EXERCISE PROMPT: Could you rewrite the data from the line with "Please inspect the image above and tell me where the lake" up to and including the line with "[6,221,233,245]", putting "pond" in place of "lake" and keeping everything else the same?

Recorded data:
■ ■ ■

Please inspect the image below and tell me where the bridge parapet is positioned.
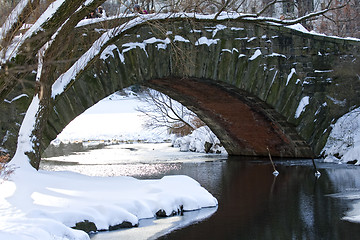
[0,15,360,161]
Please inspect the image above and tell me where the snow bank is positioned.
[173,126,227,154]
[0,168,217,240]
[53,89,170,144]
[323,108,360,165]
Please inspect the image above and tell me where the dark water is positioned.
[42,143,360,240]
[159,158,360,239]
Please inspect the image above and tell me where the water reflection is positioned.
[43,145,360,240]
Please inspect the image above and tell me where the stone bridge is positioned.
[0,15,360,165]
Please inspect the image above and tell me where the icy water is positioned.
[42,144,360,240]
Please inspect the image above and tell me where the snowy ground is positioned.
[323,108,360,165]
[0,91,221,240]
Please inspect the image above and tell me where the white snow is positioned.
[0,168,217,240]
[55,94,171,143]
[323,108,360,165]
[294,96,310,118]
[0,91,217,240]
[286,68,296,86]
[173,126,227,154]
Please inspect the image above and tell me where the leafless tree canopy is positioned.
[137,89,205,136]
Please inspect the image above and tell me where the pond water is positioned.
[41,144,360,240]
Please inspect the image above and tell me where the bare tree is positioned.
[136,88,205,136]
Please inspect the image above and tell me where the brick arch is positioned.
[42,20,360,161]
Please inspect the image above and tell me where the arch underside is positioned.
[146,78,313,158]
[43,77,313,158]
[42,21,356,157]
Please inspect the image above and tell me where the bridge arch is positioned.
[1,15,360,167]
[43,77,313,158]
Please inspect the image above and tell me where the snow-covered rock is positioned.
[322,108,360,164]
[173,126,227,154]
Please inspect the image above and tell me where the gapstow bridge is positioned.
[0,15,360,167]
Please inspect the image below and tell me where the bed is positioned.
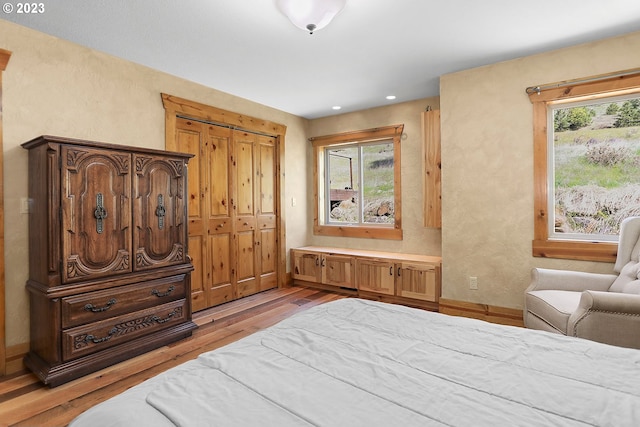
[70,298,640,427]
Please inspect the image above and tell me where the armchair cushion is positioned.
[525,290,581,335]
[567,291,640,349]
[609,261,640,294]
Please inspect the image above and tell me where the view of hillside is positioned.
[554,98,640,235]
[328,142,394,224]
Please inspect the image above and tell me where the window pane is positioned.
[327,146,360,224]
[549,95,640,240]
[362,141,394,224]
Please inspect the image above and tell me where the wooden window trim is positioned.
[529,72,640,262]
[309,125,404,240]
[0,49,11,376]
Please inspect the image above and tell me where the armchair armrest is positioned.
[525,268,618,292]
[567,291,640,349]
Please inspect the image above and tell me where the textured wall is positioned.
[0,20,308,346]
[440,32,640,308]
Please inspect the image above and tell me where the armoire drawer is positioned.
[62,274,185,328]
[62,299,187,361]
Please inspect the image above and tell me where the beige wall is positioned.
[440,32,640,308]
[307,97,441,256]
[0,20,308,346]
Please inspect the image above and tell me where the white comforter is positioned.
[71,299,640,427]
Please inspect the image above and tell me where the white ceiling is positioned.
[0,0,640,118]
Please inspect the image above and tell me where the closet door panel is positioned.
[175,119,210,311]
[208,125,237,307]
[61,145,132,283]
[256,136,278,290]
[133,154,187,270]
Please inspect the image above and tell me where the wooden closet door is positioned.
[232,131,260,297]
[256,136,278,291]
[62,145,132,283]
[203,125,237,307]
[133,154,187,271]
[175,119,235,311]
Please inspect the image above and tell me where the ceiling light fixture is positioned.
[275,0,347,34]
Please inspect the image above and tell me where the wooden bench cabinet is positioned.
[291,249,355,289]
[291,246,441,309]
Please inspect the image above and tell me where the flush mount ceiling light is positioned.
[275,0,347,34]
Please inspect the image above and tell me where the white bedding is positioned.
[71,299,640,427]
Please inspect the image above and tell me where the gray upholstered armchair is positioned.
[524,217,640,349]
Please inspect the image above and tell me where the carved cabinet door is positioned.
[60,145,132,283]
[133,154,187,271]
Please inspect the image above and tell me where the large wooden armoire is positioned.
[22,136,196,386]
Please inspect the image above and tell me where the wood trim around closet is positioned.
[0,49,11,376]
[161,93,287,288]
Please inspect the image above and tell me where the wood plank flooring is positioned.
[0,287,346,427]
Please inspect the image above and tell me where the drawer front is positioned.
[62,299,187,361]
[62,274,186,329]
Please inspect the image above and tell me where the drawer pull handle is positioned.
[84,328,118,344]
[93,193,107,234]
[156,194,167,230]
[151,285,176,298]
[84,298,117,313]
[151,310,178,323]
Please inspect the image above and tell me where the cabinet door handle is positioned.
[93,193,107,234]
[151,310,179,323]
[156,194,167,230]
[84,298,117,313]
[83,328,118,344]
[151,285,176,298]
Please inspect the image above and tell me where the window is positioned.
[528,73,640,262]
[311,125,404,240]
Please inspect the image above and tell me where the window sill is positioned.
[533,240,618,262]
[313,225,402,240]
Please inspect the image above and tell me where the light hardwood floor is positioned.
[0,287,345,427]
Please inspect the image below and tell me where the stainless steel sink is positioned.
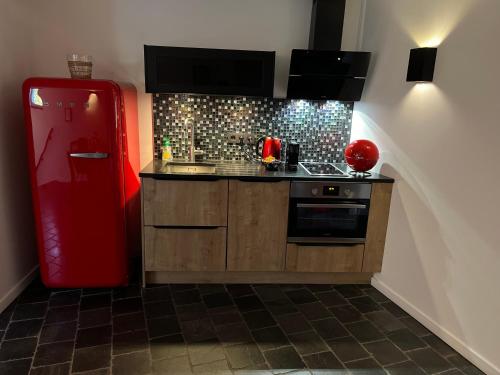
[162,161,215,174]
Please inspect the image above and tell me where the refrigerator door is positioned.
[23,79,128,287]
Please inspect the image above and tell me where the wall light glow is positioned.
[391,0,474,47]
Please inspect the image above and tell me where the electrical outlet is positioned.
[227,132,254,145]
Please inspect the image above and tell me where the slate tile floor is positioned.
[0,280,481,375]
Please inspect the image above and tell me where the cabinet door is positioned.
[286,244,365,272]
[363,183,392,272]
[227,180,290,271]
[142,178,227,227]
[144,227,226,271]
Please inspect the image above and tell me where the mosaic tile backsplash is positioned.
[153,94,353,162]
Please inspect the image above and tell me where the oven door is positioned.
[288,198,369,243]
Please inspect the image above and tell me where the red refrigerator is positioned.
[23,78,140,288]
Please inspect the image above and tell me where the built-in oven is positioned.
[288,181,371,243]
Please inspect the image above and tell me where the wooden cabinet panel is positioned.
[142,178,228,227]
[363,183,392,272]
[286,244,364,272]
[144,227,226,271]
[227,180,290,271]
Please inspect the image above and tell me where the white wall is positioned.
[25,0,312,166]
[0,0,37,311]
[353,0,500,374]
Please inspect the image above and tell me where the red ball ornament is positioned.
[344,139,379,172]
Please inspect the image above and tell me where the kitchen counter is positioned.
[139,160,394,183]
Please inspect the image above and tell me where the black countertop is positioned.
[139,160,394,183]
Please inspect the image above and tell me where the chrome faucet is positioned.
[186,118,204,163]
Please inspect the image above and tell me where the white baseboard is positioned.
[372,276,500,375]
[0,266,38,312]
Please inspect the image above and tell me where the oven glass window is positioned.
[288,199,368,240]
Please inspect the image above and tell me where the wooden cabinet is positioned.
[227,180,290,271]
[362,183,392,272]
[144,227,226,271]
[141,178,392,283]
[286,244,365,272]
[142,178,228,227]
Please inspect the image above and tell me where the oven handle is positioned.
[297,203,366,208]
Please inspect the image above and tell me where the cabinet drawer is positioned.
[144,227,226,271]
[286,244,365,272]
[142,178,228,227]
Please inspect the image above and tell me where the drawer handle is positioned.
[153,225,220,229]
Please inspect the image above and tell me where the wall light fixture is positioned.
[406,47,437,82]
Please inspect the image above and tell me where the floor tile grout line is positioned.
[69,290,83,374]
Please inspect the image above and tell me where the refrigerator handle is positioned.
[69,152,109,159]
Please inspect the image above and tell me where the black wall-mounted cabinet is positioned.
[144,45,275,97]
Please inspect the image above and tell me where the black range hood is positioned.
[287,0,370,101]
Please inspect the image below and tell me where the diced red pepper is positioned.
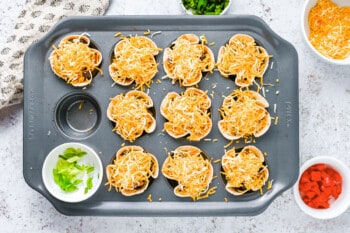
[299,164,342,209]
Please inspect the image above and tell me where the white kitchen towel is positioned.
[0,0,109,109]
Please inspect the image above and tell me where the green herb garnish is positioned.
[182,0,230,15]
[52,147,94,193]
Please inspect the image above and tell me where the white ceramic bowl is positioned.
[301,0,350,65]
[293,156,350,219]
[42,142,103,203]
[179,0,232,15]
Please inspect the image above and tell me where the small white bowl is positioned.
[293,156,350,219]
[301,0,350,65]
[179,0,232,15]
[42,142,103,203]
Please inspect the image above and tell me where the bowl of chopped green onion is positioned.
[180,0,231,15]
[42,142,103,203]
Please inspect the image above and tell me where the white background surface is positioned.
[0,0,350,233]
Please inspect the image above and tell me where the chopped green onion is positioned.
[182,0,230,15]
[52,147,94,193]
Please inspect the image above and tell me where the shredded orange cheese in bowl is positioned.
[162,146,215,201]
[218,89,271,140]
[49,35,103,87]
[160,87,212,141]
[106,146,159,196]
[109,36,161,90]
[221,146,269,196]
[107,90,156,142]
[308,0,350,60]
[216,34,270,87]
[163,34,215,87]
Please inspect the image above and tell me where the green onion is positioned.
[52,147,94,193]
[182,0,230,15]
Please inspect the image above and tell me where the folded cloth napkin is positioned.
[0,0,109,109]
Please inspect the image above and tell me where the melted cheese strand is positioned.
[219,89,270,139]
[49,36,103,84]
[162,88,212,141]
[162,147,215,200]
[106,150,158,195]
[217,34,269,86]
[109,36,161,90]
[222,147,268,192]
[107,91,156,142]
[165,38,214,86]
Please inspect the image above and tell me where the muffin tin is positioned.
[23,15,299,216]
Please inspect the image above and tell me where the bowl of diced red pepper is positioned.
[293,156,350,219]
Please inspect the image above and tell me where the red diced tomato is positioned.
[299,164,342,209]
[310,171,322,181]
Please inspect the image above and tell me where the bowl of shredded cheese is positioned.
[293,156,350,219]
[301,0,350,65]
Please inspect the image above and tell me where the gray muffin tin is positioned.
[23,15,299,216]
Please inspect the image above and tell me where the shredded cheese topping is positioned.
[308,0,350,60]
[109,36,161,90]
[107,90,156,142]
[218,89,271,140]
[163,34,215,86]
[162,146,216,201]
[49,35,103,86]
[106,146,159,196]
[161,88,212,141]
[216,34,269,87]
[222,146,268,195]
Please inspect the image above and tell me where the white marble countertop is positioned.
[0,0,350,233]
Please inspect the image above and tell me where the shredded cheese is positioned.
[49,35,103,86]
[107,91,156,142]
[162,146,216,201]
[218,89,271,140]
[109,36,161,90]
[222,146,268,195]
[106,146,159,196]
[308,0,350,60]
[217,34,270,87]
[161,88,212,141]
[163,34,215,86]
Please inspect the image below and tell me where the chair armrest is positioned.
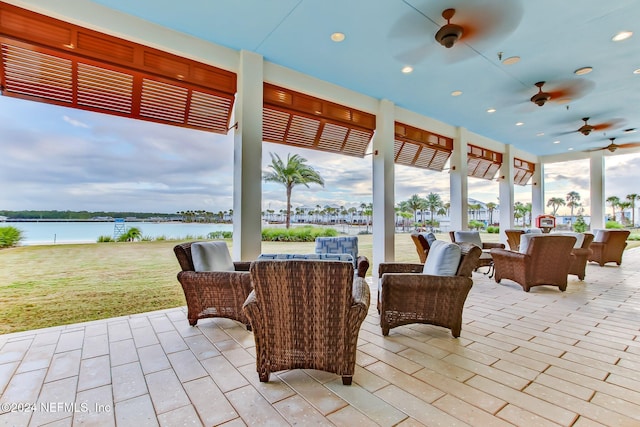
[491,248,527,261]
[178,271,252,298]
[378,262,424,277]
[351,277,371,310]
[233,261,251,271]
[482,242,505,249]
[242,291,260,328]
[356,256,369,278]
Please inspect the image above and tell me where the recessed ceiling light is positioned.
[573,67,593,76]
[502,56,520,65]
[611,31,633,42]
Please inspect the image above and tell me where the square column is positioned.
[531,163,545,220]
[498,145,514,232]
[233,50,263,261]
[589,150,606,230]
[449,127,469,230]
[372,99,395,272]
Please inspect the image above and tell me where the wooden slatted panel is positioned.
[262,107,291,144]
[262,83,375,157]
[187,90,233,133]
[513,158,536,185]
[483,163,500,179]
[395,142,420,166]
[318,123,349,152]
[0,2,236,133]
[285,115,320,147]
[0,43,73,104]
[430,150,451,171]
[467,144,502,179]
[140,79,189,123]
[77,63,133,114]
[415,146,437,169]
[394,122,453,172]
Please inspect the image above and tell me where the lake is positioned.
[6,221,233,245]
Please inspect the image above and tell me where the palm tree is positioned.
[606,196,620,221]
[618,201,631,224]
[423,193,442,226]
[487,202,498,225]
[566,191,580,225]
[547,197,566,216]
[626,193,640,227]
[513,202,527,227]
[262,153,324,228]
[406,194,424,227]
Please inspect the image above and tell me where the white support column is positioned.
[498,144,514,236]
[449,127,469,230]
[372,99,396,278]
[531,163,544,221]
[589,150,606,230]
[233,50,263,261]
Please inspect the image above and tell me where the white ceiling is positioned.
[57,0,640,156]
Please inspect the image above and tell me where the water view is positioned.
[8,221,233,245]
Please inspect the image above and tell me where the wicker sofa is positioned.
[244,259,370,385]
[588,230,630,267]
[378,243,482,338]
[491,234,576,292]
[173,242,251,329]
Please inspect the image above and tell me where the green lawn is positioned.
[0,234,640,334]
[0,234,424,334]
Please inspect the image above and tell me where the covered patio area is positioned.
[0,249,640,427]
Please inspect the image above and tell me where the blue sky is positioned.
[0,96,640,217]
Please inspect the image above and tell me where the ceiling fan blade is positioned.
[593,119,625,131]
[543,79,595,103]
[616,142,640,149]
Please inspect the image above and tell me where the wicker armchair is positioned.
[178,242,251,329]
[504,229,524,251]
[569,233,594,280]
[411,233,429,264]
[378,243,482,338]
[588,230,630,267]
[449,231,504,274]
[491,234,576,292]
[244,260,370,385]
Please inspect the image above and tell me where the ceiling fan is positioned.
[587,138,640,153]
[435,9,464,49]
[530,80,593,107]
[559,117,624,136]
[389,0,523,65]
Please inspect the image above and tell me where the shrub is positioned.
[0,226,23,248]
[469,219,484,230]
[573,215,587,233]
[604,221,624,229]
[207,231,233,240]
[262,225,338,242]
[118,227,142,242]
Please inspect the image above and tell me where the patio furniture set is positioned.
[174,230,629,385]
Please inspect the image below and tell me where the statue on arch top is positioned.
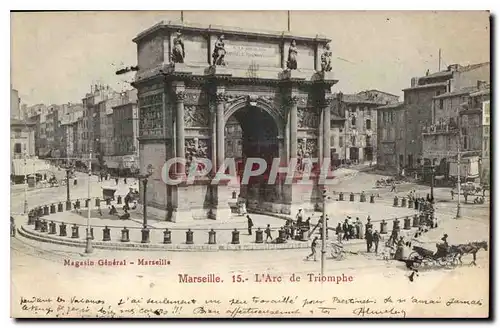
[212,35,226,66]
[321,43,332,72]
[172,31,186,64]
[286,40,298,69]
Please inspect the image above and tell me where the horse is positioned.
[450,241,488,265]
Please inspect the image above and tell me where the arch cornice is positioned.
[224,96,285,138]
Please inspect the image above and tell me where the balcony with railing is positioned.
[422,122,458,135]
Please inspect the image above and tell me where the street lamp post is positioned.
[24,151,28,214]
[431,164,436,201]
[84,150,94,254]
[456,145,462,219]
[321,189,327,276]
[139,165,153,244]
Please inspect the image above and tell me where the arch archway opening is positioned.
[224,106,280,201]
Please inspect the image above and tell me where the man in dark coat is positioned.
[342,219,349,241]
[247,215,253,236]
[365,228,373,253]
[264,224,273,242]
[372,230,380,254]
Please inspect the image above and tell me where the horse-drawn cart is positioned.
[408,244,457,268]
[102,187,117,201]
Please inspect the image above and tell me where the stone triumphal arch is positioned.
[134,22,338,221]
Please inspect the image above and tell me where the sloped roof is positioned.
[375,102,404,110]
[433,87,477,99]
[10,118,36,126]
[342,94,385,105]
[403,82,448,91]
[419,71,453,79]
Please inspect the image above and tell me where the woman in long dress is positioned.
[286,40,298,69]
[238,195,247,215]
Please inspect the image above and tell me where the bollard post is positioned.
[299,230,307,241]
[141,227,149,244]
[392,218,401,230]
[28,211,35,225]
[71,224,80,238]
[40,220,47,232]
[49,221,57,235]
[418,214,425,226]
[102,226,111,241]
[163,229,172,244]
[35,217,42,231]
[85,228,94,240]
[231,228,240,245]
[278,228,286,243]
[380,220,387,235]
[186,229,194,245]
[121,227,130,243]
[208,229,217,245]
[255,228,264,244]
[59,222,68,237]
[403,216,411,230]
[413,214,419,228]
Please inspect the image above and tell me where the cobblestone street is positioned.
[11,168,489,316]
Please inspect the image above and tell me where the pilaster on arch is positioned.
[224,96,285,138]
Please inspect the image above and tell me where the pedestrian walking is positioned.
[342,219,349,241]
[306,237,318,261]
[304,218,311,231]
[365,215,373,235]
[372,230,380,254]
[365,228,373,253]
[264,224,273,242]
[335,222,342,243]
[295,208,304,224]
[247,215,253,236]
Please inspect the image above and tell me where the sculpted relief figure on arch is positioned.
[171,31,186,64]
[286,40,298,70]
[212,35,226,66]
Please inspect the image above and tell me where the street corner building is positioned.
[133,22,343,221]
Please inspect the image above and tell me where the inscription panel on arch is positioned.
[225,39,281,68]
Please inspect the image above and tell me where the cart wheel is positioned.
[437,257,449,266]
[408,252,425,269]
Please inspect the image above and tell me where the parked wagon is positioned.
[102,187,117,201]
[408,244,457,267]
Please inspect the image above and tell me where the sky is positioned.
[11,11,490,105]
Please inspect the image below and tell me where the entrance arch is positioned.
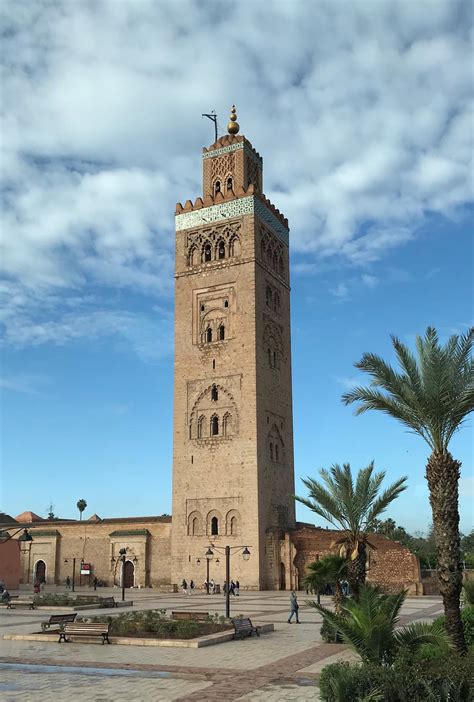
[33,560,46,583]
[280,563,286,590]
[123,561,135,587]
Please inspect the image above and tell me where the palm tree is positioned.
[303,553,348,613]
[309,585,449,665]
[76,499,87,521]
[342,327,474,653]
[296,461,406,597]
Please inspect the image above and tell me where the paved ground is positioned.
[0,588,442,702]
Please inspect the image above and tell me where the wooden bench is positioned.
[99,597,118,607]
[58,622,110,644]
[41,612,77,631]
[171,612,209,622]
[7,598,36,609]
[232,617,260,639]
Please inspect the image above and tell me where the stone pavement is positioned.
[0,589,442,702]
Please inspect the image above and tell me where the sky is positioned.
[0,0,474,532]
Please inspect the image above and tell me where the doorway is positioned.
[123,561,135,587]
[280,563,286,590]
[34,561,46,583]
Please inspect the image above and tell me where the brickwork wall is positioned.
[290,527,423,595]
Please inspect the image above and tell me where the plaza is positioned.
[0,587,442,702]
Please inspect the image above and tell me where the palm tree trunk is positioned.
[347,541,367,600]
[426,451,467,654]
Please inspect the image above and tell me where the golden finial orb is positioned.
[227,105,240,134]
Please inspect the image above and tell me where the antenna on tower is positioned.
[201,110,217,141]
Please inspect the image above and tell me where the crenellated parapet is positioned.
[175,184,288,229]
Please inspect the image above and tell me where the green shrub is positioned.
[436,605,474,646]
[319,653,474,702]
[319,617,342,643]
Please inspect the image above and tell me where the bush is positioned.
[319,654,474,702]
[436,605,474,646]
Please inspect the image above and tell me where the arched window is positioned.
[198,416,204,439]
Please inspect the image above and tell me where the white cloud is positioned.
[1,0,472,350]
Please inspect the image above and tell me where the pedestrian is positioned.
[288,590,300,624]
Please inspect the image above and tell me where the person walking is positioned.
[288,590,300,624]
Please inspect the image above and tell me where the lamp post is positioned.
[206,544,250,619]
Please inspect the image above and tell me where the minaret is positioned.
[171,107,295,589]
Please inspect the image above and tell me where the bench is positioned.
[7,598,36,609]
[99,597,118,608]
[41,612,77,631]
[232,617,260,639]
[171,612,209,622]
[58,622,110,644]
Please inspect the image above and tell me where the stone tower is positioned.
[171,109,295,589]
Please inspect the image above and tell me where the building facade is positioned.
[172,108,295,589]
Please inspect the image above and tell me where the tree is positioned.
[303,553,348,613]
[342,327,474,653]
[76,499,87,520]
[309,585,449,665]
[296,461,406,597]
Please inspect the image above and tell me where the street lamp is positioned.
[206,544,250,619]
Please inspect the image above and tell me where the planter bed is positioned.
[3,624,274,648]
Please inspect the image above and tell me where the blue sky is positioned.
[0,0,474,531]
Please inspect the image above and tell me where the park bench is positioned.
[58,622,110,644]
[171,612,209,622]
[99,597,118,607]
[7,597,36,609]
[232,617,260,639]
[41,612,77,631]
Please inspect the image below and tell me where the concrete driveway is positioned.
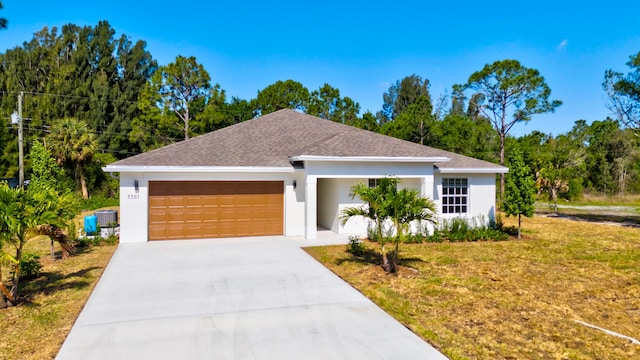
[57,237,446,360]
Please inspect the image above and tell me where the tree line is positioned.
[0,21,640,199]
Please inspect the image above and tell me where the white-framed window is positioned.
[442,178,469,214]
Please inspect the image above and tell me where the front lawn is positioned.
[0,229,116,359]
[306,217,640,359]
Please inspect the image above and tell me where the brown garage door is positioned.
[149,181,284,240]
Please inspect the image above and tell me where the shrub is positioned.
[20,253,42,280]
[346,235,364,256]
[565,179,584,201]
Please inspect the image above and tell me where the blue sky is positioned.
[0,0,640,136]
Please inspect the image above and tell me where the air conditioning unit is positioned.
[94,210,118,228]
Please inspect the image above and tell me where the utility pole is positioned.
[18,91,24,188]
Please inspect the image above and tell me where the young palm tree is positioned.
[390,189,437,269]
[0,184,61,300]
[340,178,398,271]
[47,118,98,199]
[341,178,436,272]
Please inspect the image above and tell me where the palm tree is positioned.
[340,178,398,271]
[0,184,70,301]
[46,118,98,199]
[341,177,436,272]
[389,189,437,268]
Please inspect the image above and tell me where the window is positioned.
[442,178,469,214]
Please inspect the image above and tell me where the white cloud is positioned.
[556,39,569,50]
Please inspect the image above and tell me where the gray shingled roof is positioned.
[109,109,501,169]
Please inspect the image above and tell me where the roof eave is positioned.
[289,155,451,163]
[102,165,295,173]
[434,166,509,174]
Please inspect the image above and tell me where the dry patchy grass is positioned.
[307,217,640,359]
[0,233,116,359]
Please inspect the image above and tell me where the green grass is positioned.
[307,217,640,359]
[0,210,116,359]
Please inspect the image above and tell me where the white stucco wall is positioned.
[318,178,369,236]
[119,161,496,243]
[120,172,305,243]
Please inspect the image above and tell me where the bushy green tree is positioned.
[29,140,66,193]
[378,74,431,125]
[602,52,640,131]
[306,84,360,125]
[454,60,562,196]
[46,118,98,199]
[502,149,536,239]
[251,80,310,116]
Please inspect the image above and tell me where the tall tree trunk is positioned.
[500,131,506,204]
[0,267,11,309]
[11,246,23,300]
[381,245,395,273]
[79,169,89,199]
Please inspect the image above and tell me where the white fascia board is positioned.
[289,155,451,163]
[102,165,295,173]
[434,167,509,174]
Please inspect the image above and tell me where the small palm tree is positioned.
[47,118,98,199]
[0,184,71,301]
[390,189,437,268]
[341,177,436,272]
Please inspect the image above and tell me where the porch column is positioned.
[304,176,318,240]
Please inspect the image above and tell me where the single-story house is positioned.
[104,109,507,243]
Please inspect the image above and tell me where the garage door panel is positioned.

■ ■ ■

THE OUTPUT:
Please inspect the image above and tell me where the pond is positioned.
[6,221,233,245]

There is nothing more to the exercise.